----- Document extract

Re: DMX Query response time

Tech Tip: Click here to run a free scan for Windows Errors and optimize PC performance

From: Poch Reyes (Reyes_at_discussions.microsoft.com)
Date: 09/16/04


Date: Wed, 15 Sep 2004 22:47:05 -0700

Hi Peter,

Given this limitation of SQL Server data mining, can you suggest ways to
improve query performance? Do we upgrade our server processor/RAM? Do we
split processing of requests to different machines with their own copies of
trained models - that way we balance request processing to multiple machines?

Thanks,

Poch

"Peter Kim [MS]" wrote:

> Yes, but mostly training time rather than query performance. Setting
> MINIMUM_LEAF_CASES to lower and/or COMPLEXITY_PENALTY to a lower number
> effectively makes the tree learn more details (i.e., more splits) which
> causes training time longer. The prediction is obtained by traversing the
> tree. As the tree gets longer, the traversal time gets longer. However, the
> impact for the prediction should be ignorable compared to training.
>
> --
> Peter Kim
> This posting is provided "AS IS" with no warranties, and confers no rights.

----------

Request 1 –
In the forum thread on DMX query response time, how is the prediction obtained?
Request 2 –
Please write the next part of the forum thread on DMX query response time, starting after its last line.
The items after this point are separate material, not part of the DMX forum thread.

----- Records shown

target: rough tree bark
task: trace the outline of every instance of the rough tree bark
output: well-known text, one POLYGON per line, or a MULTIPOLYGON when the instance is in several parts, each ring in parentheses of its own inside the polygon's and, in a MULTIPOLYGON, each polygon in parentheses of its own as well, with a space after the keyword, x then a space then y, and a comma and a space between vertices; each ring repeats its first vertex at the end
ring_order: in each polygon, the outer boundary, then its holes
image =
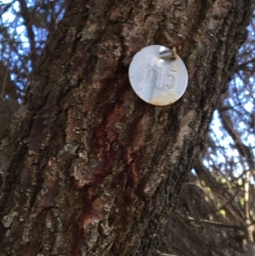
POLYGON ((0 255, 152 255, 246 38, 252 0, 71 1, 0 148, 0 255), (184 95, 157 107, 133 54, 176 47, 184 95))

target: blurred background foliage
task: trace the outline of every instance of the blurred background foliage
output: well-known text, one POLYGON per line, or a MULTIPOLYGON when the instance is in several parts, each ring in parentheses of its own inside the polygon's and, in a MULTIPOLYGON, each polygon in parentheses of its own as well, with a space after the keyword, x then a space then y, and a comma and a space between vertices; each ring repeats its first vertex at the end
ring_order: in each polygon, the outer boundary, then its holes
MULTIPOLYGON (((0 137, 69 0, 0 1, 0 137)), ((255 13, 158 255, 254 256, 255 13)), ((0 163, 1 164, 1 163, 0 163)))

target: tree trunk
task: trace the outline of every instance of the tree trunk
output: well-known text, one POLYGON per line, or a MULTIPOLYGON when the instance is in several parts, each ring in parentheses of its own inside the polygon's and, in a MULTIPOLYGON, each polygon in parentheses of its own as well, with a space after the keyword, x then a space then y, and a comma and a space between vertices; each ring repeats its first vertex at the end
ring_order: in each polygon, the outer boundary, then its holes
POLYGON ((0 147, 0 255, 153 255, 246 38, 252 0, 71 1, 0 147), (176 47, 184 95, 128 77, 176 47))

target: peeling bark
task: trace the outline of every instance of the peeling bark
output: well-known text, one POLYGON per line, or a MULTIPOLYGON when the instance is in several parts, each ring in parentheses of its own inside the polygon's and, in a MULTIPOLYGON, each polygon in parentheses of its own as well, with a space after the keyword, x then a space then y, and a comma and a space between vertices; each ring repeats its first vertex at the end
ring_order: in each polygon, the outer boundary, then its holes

----------

Exercise result 1 –
By traversing the tree.

Exercise result 2 –
>
> "Poch Reyes" <pochreyes@hotmail.com> wrote in message
> news:%23c8Gv6wmEHA.632@TK2MSFTNGP12.phx.gbl...
> > Hi Peter,
> >
> > Generally, would playing around with the setting of MINIMUM_LEAF_CASES
> > and/or COMPLEXITY_PENALTY improve/degrade DMX query performance? Model
> > Tranining time?
> >
> > Thanks?
> >
> > Poch
> >
> > "Peter Kim [MS]" <peterkim@online.microsoft.com> wrote in message
> > news:eKOmr85iEHA.1048@tk2msftngp13.phx.gbl...
> >> We have not published any paper on the optimizations, but I'll try to
> >> answer your questions here.
> >> In SQL Server 2000, the patterns (contents) found during training in the
> >> server are remoted to the client and cached into client memory until it's
> >> not used any longer. So, the prediction happens in the client; in your
> >> case, inside the SQL server since you're invoking the Analysis Services
> >> client component (MSOLAP) inside the SQL Server engine. High disk
> >> activity may be introduced by the SQL server to deal with temp result
> >> between MSOLAP and its query processor (it's just my guess), but DM
> >> prediction wouldn't cause any disk IO since all prediction happens in
> >> memory and your prediction input is on-the-fly using SELECT.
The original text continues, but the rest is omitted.